Image point grounding data:
----------

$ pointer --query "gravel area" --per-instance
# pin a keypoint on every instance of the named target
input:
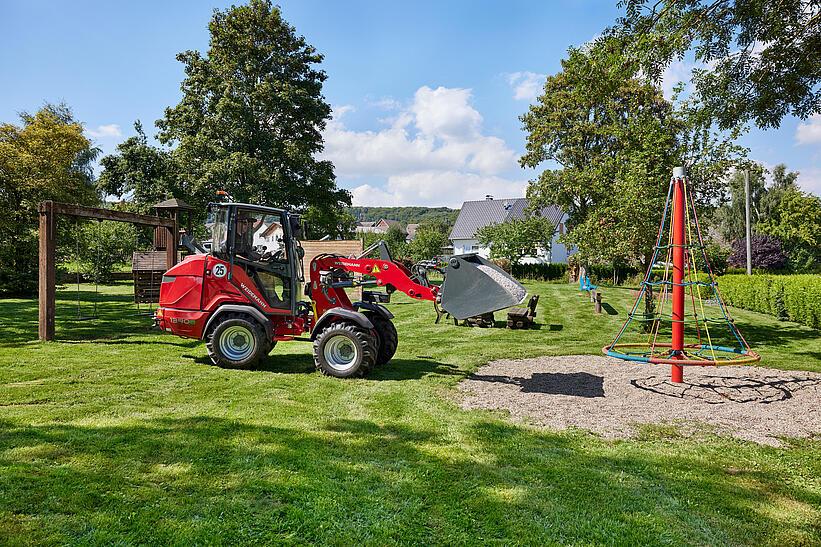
(610, 397)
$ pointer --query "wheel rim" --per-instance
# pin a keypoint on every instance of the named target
(237, 343)
(340, 353)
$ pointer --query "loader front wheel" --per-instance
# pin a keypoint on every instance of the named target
(237, 342)
(345, 350)
(388, 337)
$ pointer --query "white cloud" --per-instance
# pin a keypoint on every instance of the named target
(810, 180)
(341, 110)
(436, 188)
(526, 85)
(111, 130)
(810, 132)
(431, 152)
(440, 130)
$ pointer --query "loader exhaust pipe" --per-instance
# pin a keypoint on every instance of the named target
(475, 286)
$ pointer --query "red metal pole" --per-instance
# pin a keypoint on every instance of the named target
(678, 276)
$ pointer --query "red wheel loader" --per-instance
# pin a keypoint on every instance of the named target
(245, 294)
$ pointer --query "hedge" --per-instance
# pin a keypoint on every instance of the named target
(793, 297)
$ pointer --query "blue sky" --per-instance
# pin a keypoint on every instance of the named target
(426, 94)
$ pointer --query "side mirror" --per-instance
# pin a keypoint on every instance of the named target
(296, 226)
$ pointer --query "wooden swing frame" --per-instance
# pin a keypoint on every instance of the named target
(49, 211)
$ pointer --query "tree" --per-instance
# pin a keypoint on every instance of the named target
(761, 60)
(797, 223)
(428, 242)
(516, 238)
(783, 181)
(616, 140)
(731, 218)
(766, 253)
(141, 170)
(46, 157)
(249, 122)
(395, 238)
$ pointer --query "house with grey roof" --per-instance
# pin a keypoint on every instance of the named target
(477, 214)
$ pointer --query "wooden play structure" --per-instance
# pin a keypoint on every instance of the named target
(49, 212)
(147, 267)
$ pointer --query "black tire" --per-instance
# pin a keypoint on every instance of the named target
(238, 342)
(345, 350)
(388, 337)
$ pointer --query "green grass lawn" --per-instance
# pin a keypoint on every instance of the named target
(119, 434)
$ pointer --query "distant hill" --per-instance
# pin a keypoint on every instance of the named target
(407, 215)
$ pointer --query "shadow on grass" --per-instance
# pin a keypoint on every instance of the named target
(213, 480)
(608, 309)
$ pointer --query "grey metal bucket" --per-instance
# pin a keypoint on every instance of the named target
(474, 286)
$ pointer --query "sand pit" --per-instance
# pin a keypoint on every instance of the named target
(610, 397)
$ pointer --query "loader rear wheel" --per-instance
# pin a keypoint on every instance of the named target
(237, 342)
(345, 350)
(388, 337)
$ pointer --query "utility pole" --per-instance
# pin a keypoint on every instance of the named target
(748, 229)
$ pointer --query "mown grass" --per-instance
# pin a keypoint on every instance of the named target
(119, 434)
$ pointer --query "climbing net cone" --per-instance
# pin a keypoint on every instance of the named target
(707, 335)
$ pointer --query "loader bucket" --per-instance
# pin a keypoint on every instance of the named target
(474, 286)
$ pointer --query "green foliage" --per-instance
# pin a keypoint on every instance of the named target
(760, 59)
(517, 238)
(717, 256)
(103, 246)
(793, 297)
(250, 121)
(427, 243)
(797, 223)
(395, 239)
(539, 272)
(45, 158)
(407, 215)
(616, 140)
(731, 218)
(144, 172)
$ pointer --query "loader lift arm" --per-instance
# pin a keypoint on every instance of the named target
(331, 274)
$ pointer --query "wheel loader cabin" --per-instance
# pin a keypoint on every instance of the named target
(244, 296)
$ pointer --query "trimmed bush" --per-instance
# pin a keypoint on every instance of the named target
(793, 297)
(539, 272)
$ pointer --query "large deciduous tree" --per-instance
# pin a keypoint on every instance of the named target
(759, 60)
(615, 140)
(46, 157)
(249, 122)
(517, 238)
(143, 171)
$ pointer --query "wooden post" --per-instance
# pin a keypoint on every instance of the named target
(47, 276)
(171, 247)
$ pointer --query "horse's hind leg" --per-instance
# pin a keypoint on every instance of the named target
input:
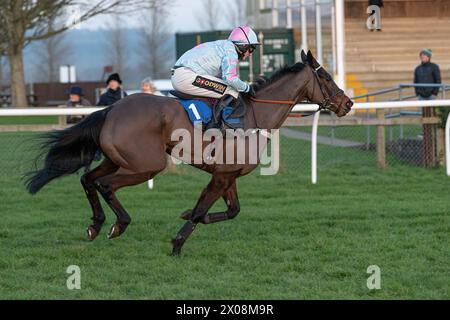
(107, 186)
(216, 188)
(87, 181)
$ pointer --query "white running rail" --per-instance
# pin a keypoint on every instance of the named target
(297, 108)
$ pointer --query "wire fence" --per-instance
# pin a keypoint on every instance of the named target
(344, 146)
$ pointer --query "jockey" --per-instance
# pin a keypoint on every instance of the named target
(210, 69)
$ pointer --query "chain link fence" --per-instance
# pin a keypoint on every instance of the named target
(339, 146)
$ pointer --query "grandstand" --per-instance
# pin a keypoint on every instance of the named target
(378, 60)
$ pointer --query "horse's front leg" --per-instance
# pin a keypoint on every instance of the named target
(215, 189)
(232, 201)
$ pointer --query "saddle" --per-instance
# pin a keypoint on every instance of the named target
(232, 116)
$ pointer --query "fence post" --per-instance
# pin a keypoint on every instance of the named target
(429, 139)
(381, 141)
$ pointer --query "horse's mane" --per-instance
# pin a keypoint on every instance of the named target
(263, 82)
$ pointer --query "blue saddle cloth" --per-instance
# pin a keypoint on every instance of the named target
(199, 111)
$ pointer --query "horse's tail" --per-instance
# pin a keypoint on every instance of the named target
(68, 150)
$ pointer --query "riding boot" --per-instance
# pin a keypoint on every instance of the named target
(216, 119)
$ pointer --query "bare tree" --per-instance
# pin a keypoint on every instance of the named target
(210, 17)
(1, 73)
(52, 52)
(237, 13)
(154, 40)
(117, 45)
(25, 21)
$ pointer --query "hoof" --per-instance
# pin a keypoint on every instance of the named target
(116, 230)
(92, 233)
(176, 247)
(186, 215)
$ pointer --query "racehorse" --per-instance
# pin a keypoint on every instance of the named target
(134, 136)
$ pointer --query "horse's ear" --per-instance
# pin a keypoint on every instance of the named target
(310, 56)
(312, 61)
(304, 57)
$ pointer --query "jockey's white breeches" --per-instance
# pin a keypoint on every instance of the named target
(187, 81)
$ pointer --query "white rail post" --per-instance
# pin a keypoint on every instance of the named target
(340, 43)
(447, 145)
(319, 32)
(314, 148)
(304, 25)
(289, 13)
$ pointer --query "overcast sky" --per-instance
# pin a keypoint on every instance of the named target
(183, 17)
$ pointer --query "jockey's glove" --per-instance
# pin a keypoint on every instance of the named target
(250, 91)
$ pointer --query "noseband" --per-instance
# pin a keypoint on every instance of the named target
(327, 99)
(326, 103)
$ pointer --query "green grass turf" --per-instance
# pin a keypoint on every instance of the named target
(292, 240)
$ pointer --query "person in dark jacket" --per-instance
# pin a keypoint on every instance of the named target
(114, 92)
(76, 100)
(379, 4)
(427, 72)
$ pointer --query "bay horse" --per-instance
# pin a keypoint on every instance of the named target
(134, 136)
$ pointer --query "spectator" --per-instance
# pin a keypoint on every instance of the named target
(427, 72)
(378, 3)
(76, 100)
(114, 92)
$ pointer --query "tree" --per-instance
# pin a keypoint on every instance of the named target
(25, 21)
(237, 13)
(154, 40)
(210, 18)
(2, 73)
(52, 52)
(117, 45)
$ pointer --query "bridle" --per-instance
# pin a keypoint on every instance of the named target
(326, 103)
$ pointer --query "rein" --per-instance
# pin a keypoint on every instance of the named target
(322, 105)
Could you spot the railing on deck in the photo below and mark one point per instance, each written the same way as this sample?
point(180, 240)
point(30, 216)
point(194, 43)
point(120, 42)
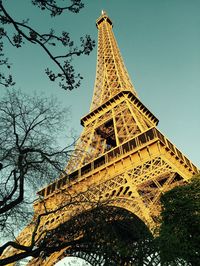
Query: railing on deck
point(135, 143)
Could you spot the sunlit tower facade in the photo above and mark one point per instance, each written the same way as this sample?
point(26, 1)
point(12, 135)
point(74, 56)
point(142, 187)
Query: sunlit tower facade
point(121, 155)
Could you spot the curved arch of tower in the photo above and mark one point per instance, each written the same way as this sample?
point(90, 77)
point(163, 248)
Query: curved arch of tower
point(121, 160)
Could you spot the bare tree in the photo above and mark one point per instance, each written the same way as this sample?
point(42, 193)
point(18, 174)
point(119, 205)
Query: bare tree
point(30, 155)
point(17, 33)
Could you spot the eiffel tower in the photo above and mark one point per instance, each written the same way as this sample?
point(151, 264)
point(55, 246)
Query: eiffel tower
point(121, 155)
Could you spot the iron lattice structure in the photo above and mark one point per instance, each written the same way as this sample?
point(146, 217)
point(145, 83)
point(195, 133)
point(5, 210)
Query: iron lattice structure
point(121, 158)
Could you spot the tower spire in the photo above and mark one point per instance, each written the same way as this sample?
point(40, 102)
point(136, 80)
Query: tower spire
point(111, 74)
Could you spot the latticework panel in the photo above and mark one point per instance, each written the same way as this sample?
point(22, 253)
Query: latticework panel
point(108, 130)
point(111, 74)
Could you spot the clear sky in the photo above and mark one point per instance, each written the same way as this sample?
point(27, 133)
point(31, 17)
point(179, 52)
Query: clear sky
point(159, 41)
point(160, 44)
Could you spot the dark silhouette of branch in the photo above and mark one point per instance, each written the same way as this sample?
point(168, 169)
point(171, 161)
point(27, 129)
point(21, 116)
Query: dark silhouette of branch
point(66, 75)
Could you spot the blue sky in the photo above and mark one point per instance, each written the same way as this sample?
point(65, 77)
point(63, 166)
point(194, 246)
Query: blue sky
point(159, 41)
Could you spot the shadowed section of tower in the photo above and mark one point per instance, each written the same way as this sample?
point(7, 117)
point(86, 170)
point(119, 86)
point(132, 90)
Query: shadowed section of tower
point(111, 73)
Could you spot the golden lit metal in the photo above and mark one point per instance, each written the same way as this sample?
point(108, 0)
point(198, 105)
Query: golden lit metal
point(120, 155)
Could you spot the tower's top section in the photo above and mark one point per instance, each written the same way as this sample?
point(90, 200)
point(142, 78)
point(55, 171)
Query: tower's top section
point(111, 74)
point(103, 17)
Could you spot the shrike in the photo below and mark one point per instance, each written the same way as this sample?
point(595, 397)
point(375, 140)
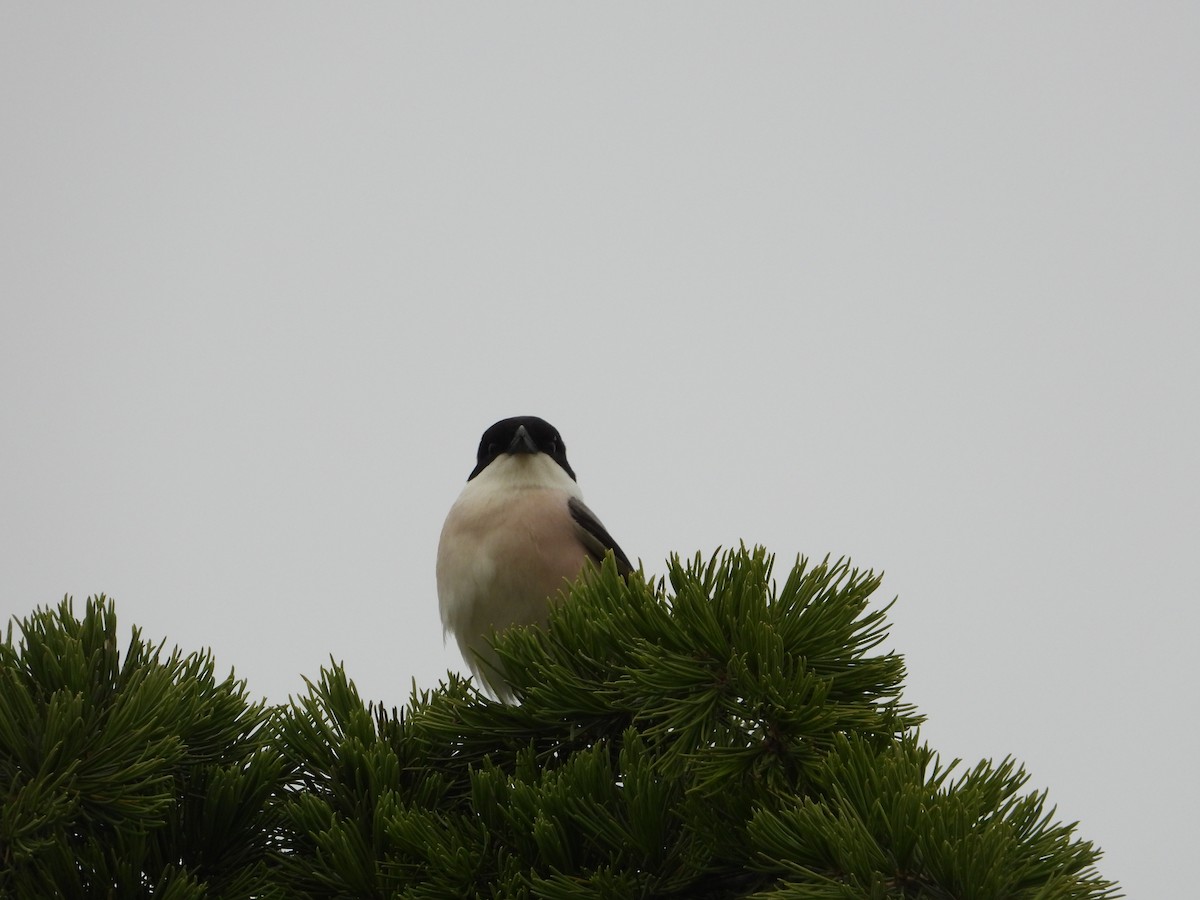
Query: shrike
point(517, 534)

----------

Copy out each line of the records above that includes "grass".

$ pointer --query "green grass lawn" --per-instance
$ pointer --query "shadow on grass" --per-instance
$ pointer --query "mown grass" --per-instance
$ pointer --query "green grass turf" --per-instance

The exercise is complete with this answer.